:: Given text ::
--

We bought 160pts at BLT and buying direct we had two years worth to spend so booked a 1-bed.  We liked it so much that we decided to add on another 125pts at BLT resale.

We have found that even though we live in the UK we can still find good deals for flights and our DVC gives us great flexibility.  Our holiday pattern has changed beyond belief!

We stayed last October at BLT in a 1-bed.

Last week e spent 4 nights in California at GC in a 1-bed in a location we would never have dreamed of paying for and our DVC made it possible.

In September my daughter and her friend are heading to studios at BLT and then BW.  This is their pre-university holiday, they are paying for their own flights but I was able to gift them the accomodation so I know they wont be staying in some seedy motel!

In October we are taking advantage of the free DDP and staying at SSR for a week.  The deal was actually cheaper than our flight prices only for last year so I couldn't resist!

In December we are staying a couple of nights at AoA then using DVC for a 1-bed at OKW for New Year.

Having pre-paid our accomodation has given us the ability to just save for our airfares and snap up bargain flights when we see them knowing that we are more than likely going to be able to sort out some DVC accomodation or other.

--

:: Location labeling records ::
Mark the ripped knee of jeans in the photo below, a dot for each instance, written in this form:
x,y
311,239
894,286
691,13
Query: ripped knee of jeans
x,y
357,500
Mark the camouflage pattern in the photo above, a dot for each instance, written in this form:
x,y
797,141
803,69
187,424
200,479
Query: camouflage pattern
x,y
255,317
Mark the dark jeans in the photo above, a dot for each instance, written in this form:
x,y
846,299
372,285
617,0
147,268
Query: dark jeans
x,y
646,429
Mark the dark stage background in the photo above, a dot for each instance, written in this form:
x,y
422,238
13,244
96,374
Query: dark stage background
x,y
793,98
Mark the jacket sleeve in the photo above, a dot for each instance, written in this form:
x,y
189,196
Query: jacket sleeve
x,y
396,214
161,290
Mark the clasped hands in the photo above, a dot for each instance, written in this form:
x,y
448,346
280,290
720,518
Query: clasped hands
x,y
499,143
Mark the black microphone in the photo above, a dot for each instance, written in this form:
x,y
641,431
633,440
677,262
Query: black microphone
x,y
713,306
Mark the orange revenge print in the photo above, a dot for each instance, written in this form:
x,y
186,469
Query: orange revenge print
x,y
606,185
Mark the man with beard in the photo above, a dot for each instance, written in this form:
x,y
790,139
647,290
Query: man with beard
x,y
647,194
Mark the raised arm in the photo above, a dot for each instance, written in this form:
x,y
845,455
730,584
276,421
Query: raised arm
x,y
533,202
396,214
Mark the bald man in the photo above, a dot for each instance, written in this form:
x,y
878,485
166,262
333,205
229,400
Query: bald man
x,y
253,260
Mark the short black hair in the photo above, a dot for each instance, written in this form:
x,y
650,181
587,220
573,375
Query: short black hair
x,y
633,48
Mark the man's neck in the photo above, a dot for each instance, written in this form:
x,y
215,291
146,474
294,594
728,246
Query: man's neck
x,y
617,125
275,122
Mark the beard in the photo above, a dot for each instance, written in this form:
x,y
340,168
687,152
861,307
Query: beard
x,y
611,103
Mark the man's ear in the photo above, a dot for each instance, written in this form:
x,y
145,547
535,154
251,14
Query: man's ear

--

:: Instruction A ::
Quote the DVC post from "We have found" to "for New Year.".
:: Instruction B ::
According to the DVC post, how many points did the writer add on at BLT resale?
:: Instruction C ::
Translate this sentence from the DVC post into Spanish: "Our holiday pattern has changed beyond belief!"

:: Output A ::
We have found that even though we live in the UK we can still find good deals for flights and our DVC gives us great flexibility.  Our holiday pattern has changed beyond belief!

We stayed last October at BLT in a 1-bed.

Last week e spent 4 nights in California at GC in a 1-bed in a location we would never have dreamed of paying for and our DVC made it possible.

In September my daughter and her friend are heading to studios at BLT and then BW.  This is their pre-university holiday, they are paying for their own flights but I was able to gift them the accomodation so I know they wont be staying in some seedy motel!

In October we are taking advantage of the free DDP and staying at SSR for a week.  The deal was actually cheaper than our flight prices only for last year so I couldn't resist!

In December we are staying a couple of nights at AoA then using DVC for a 1-bed at OKW for New Year.

:: Output B ::
125 points.

:: Output C ::
¡Nuestra manera de irnos de vacaciones ha cambiado de forma increíble!